PROVIDED RECORDS:
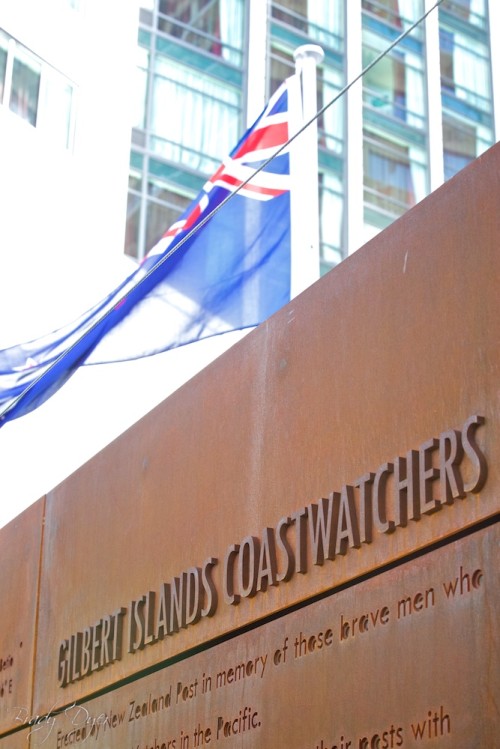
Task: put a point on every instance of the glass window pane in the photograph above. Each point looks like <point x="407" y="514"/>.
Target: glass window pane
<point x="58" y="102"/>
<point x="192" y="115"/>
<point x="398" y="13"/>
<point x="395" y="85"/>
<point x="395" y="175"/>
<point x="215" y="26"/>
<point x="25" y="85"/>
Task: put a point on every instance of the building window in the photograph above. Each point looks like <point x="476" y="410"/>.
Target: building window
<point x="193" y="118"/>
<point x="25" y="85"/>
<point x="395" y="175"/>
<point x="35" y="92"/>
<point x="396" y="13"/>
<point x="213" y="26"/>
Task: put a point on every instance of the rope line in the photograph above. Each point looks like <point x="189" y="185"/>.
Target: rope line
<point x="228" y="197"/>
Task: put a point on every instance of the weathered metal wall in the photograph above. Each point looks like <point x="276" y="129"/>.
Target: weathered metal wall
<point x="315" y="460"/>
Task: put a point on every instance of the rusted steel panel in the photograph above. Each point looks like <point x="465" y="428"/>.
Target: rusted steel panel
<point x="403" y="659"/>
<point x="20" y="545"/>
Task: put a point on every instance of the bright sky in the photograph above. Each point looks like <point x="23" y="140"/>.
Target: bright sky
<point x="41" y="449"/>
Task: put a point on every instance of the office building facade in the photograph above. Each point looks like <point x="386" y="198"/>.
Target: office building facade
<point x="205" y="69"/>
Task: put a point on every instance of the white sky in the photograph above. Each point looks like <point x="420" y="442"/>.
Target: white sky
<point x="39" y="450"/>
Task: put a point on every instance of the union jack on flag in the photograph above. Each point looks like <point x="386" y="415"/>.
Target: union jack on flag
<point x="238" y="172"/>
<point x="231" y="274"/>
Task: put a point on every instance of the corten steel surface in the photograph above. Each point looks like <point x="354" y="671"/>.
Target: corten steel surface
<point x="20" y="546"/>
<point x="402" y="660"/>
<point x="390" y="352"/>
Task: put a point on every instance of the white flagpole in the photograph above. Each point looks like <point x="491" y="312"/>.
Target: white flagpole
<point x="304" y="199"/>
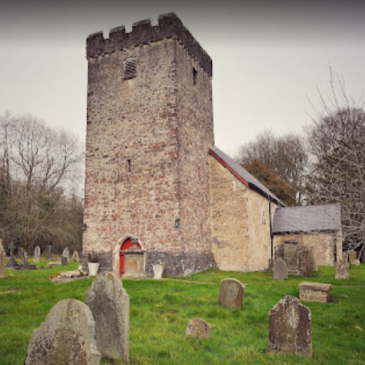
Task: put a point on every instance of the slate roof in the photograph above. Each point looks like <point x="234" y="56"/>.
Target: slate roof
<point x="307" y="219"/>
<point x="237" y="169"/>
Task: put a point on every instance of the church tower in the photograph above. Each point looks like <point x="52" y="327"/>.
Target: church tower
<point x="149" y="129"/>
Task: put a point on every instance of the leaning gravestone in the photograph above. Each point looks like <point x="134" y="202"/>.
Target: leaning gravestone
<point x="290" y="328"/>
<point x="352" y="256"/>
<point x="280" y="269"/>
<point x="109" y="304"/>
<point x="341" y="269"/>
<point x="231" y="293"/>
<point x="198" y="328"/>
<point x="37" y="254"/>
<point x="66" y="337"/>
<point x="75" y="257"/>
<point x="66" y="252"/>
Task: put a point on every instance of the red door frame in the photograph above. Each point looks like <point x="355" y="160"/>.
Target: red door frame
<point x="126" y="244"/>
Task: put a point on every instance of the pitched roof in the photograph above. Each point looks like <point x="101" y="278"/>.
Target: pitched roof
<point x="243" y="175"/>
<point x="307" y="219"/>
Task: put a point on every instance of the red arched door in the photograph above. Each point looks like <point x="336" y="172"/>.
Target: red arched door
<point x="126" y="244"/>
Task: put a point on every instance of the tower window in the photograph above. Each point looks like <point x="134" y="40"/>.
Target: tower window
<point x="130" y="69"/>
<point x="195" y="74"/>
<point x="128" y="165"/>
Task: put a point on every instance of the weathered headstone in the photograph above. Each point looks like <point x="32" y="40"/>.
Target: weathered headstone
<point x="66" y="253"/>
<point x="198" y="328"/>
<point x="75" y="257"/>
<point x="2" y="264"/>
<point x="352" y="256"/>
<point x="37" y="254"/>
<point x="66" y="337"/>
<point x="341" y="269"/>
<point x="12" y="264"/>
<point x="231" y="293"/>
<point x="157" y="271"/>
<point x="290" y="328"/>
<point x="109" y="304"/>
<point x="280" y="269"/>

STATED EXERCISE: Return all of the data above word for word, leaving out the pictures.

COMPLETED EXERCISE:
Task: put a point on every instance of the glass window pane in the photograph above. Each point looks like <point x="407" y="514"/>.
Target: glass window pane
<point x="58" y="102"/>
<point x="192" y="115"/>
<point x="398" y="13"/>
<point x="395" y="85"/>
<point x="395" y="175"/>
<point x="215" y="26"/>
<point x="25" y="85"/>
Task: put a point on every instance of the building window in the photograph above. Each point looks like <point x="476" y="410"/>.
Target: building window
<point x="193" y="118"/>
<point x="25" y="85"/>
<point x="395" y="175"/>
<point x="35" y="92"/>
<point x="396" y="13"/>
<point x="213" y="26"/>
Task: put a point on every instance of the rope line in the photograph above. Each point looks like <point x="189" y="185"/>.
Target: rope line
<point x="228" y="197"/>
Task: put a point on every instance of the weathered metal wall in the photograph above. Each point looks like <point x="276" y="129"/>.
Target: weathered metal wall
<point x="315" y="460"/>
Task: put a point on every instance of the rusted steel panel in the photograph above. Each point looks like <point x="465" y="428"/>.
Target: rusted steel panel
<point x="403" y="659"/>
<point x="20" y="545"/>
Task: put a point on every instance of the bright sky in the photograph above. Each point looks like <point x="23" y="140"/>.
Target: bright sky
<point x="41" y="449"/>
Task: put a point on every instance of the office building facade in the photograph above. Each point looks like <point x="386" y="198"/>.
Target: office building facade
<point x="205" y="69"/>
Task: put a point on every instance of the white sky in the photograph above. Each point looks like <point x="420" y="442"/>.
Target: white sky
<point x="39" y="450"/>
Task: put a point on every instance of the union jack on flag in the photograph above. Each point looks like <point x="386" y="415"/>.
Target: union jack on flag
<point x="238" y="172"/>
<point x="231" y="274"/>
Task: put a point on every instance of the corten steel surface in the photograph above. Each point looks like <point x="354" y="671"/>.
Target: corten steel surface
<point x="20" y="546"/>
<point x="402" y="660"/>
<point x="390" y="352"/>
Task: put a point on every instance of the white flagpole in the photograph above. Each point looks like <point x="491" y="312"/>.
Target: white flagpole
<point x="304" y="199"/>
Task: put a point on every instance of the slate roof in the photograph above. Each point looks like <point x="234" y="56"/>.
Target: slate roof
<point x="307" y="219"/>
<point x="237" y="169"/>
Task: put a point on every instance of the church tower in the photograph above. Each point looks like <point x="52" y="327"/>.
Target: church tower
<point x="149" y="129"/>
Task: put a point on every instance of the leaning gravestone in the photograph above. Each point looks like <point x="134" y="202"/>.
Target: leaning gravestone
<point x="290" y="328"/>
<point x="352" y="256"/>
<point x="280" y="269"/>
<point x="109" y="304"/>
<point x="341" y="269"/>
<point x="231" y="293"/>
<point x="198" y="328"/>
<point x="37" y="254"/>
<point x="66" y="337"/>
<point x="75" y="257"/>
<point x="66" y="252"/>
Task: put a point on every instance of the red door frame in the photograph above. Each point looks like <point x="355" y="160"/>.
Target: red door frame
<point x="126" y="244"/>
Task: put a point on every instance of the pitched roof in the photograph above. Each point looks like <point x="101" y="278"/>.
Target: pitched roof
<point x="243" y="175"/>
<point x="307" y="219"/>
Task: put a point on every instance of the red arched door in the photograph above. Each point looks like <point x="336" y="172"/>.
Target: red arched door
<point x="126" y="244"/>
Task: put a point on every instance of the tower window in the photograph above. Each point looks like <point x="134" y="40"/>.
Target: tower window
<point x="130" y="69"/>
<point x="195" y="74"/>
<point x="128" y="165"/>
Task: put a point on every instance of the weathered headstone in the photograph above. Each point looks like <point x="32" y="40"/>.
Target: weathered headstone
<point x="66" y="253"/>
<point x="198" y="328"/>
<point x="75" y="257"/>
<point x="2" y="264"/>
<point x="352" y="256"/>
<point x="37" y="254"/>
<point x="66" y="337"/>
<point x="341" y="269"/>
<point x="12" y="264"/>
<point x="231" y="293"/>
<point x="157" y="271"/>
<point x="290" y="328"/>
<point x="109" y="304"/>
<point x="280" y="269"/>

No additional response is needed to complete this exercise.